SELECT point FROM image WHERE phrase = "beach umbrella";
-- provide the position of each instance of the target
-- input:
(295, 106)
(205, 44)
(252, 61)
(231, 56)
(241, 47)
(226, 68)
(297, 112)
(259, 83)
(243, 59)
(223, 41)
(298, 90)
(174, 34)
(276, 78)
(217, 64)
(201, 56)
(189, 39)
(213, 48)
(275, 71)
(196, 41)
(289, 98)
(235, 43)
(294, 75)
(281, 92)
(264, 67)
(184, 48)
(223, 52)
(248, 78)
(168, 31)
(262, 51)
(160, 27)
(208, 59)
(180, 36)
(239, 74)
######
## Problem description:
Lay out all of the lines above as a JSON array of strings, one string per line, with any blank lines omitted.

## Response to the exercise:
[
  "SELECT point FROM image WHERE phrase = \"beach umbrella\";",
  "-- provide the position of each instance of the target",
  "-- input:",
  "(295, 106)",
  "(205, 44)",
  "(252, 61)",
  "(231, 56)",
  "(241, 47)",
  "(226, 68)",
  "(297, 112)",
  "(259, 83)",
  "(243, 59)",
  "(223, 41)",
  "(298, 90)",
  "(174, 34)",
  "(276, 78)",
  "(217, 64)",
  "(201, 56)",
  "(189, 39)",
  "(213, 48)",
  "(275, 71)",
  "(196, 41)",
  "(289, 98)",
  "(235, 43)",
  "(294, 75)",
  "(281, 92)",
  "(264, 67)",
  "(184, 48)",
  "(223, 52)",
  "(248, 78)",
  "(168, 31)",
  "(262, 51)",
  "(160, 27)",
  "(208, 59)",
  "(180, 36)",
  "(239, 74)"
]